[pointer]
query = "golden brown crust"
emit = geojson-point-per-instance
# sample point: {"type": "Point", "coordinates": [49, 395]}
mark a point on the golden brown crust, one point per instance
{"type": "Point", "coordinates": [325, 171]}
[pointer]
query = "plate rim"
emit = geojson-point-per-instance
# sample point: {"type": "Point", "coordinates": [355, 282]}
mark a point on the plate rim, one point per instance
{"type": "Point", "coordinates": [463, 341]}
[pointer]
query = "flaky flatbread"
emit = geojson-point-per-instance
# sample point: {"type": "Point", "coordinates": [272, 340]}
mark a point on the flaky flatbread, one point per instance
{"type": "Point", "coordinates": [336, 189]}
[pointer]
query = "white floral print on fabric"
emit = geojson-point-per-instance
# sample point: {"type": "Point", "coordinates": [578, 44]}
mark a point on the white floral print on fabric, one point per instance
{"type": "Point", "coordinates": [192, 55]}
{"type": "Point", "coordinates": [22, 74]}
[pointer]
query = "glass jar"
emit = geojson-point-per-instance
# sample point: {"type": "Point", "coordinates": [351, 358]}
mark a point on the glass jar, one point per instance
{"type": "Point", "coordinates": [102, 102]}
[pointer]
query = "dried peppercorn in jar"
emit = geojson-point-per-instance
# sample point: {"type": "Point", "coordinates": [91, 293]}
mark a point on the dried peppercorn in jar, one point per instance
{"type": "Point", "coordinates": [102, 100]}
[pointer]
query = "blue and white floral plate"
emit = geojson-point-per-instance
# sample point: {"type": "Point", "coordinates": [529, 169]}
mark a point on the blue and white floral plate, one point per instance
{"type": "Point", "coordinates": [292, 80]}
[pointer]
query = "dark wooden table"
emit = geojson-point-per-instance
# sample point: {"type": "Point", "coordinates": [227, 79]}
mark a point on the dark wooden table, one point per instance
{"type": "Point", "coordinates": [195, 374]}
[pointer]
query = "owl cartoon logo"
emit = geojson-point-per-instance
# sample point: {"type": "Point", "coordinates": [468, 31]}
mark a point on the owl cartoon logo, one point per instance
__________
> **WHAT YOU NEED TO DO**:
Please return every line of the records above that contains the word "table".

> **THE COMPLETED TASK**:
query = "dark wooden table"
mark a point on the dark wooden table, one point per instance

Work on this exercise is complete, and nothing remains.